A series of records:
────────────────
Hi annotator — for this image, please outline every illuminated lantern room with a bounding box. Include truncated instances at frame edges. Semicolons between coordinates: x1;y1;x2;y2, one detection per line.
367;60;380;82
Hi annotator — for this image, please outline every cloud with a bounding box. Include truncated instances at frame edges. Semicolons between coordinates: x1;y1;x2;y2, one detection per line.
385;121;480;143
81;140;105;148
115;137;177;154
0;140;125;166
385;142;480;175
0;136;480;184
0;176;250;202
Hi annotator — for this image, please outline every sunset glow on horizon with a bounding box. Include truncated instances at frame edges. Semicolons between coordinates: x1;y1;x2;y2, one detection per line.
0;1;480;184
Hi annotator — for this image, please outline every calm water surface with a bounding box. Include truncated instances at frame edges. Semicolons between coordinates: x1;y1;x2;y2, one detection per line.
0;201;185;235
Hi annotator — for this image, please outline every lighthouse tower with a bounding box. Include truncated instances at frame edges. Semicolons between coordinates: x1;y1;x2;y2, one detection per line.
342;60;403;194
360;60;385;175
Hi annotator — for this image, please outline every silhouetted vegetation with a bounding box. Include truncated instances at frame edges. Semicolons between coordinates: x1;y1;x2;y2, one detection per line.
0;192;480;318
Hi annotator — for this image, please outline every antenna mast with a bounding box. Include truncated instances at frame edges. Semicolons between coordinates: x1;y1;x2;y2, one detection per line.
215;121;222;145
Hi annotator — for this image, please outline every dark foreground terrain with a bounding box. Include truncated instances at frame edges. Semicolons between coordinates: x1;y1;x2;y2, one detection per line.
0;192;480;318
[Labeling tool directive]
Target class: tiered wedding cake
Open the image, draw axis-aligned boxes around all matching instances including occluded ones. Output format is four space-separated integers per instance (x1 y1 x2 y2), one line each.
────────────────
* **Exercise goal**: Update the records above by writing them all out again with every "Hi annotator" changed to "Hello labeler" and everything else left untouched.

* **Solution**:
Hello labeler — for this image, please outline every illuminated lantern room with a bounding box. Include truncated instances at frame edges. Semicolons between coordinates: x1;y1;x2;y2, one detection per line.
367;60;380;82
Hello labeler — for this image, please outline every cloud with a bounding box. Include truncated instances at frame edges. Semicolons between coordinates: x1;y1;x2;y2, one detection per line.
385;121;480;143
81;140;105;148
115;137;177;154
0;140;125;166
385;142;480;175
0;136;480;184
0;176;250;202
Hello labeler — for this image, please outline every sunset glow on horizon with a bounding box. Include truncated instances at frame edges. Semicolons between coordinates: x1;y1;x2;y2, one detection per line.
0;1;480;184
Hello labeler — for this image, please outline every calm water surface with a bounding box. Include truncated instances at frame edges. Semicolons between coordinates: x1;y1;x2;y2, one detection per line.
0;201;185;235
Hello labeler — for this image, please outline every lighthouse tower with a bounding box. Include truncated instances at frame edges. Semicolons between coordinates: x1;y1;x2;y2, one detection per line.
342;60;403;194
360;60;385;175
Hello labeler — for this image, please outline every silhouetted vegetation with a bounding box. Include truncated instances at frame edges. Semicolons between coordinates: x1;y1;x2;y2, one detection per line.
0;192;480;318
Hello labeler — for this image, please outline every antenna mast with a bounding box. Include truncated instances at frame edges. Semicolons between coordinates: x1;y1;x2;y2, one detection per line.
215;121;222;145
Hello labeler — for this image, please outline every dark foreground terrain with a bounding box. Include truncated instances at frame edges. Semicolons between coordinates: x1;y1;x2;y2, one detection per line.
0;192;480;318
[Labeling tool directive]
Target class: tiered wedding cake
Open the image, draw axis-aligned boxes around all matching instances including occluded ones. Output format is four space-separated integers per instance (x1 y1 x2 y2), one line each.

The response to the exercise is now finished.